_Extract to read_.
..............................

ParticularMiner commented 3 years ago

cc: @justasojourner

Hi @Bergvca ,

I like the idea of 'weights' because it generalizes the problem quite well and naturally, giving the user the freedom to choose how to define the weights. Moreover, pandas allows custom functions to be applied to groups, so that may very well be possible.

Luckily, the 'centroid' example you gave is directly achievable without additional data input, and thus could be provided to the user as an option.

Incidentally, the pandas docs specify that groupby preserves the order of members of a group:

Note that groupby will preserve the order in which observations are sorted within each group. For example, the groups created by groupby() below are in the order they appeared in the original DataFrame:

In [24]: df3 = pd.DataFrame({"X": ["A", "B", "A", "B"], "Y": [1, 4, 3, 2]})

In [25]: df3.groupby(["X"]).get_group("A")
Out[25]: 
   X  Y
0  A  1
2  A  3

In [26]: df3.groupby(["X"]).get_group("B")
Out[26]: 
   X  Y
1  B  4
3  B  2

(_copied from pandas docs: "Group by: split-apply-combine"_)

So as long this feature of groupby is not deprecated in pandas, we can exploit it by sorting input data according to 'weight' before grouping and then choosing first (or last). Nevertheless, you are right, we cannot guarantee that this feature will always exist. So we might have to use idxmin() or idxmax() to be safe (and perhaps faster):

Keep other columns when using min() with groupby

In [60]: df = pd.DataFrame(
   ....:     {"AAA": [1, 1, 1, 2, 2, 2, 3, 3], "BBB": [2, 1, 3, 4, 5, 1, 2, 3]}
   ....: )

..............................

_Entries_.
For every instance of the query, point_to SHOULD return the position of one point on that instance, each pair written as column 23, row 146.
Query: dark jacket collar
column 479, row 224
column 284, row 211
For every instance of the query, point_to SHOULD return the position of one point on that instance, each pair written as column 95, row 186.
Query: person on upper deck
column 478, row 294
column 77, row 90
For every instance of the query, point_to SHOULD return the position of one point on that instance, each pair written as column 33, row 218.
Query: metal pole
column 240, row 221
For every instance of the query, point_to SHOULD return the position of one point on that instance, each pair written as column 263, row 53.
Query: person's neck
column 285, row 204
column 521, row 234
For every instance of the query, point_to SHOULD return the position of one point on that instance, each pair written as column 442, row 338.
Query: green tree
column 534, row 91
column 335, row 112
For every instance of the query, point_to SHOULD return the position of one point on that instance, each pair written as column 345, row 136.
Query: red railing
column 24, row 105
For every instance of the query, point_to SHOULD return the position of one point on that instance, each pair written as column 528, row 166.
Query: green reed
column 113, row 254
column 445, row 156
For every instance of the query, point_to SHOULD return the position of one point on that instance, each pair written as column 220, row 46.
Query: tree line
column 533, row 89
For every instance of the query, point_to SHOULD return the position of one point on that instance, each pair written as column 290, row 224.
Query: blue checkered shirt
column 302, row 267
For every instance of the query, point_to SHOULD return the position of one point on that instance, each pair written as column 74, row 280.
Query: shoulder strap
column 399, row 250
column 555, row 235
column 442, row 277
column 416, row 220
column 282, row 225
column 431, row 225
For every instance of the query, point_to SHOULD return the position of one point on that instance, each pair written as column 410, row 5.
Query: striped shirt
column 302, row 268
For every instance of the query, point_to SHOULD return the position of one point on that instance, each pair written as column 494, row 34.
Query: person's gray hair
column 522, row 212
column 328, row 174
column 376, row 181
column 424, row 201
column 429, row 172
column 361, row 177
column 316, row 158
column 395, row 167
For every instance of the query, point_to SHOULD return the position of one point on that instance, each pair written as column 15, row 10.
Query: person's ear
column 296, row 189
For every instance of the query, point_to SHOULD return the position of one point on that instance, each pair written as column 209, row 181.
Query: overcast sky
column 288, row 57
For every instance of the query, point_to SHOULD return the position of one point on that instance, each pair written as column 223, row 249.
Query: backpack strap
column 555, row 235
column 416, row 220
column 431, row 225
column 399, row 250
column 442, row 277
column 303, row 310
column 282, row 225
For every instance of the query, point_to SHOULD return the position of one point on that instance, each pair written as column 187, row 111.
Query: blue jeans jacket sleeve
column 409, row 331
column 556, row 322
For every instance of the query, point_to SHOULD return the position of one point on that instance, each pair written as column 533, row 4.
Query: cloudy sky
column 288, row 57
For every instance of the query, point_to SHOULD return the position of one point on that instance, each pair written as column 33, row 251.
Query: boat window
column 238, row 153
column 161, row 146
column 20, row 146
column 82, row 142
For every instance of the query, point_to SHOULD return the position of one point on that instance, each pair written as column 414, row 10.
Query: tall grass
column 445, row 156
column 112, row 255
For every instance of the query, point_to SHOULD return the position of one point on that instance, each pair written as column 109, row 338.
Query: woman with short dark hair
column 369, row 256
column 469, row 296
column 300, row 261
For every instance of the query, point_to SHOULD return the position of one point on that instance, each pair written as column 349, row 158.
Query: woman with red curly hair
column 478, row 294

..............................

_Work instructions_.
[1] Reproduce the part of the pandas groupby comment between "cc: @justasojourner" and "well be possible.", inclusive.
[2] According to the pandas groupby comment, why might idxmin() or idxmax() have to be used instead of sorting by weight and then taking the first or last member of each group?

_Solution set_.
[1]
cc: @justasojourner

Hi @Bergvca ,

I like the idea of 'weights' because it generalizes the problem quite well and naturally, giving the user the freedom to choose how to define the weights. Moreover, pandas allows custom functions to be applied to groups, so that may very well be possible.

[2] Sorting by weight and then taking the first or last member relies on groupby preserving the order of members within each group. That behavior cannot be guaranteed to always exist. Using idxmin() or idxmax() would be safe either way, and perhaps faster.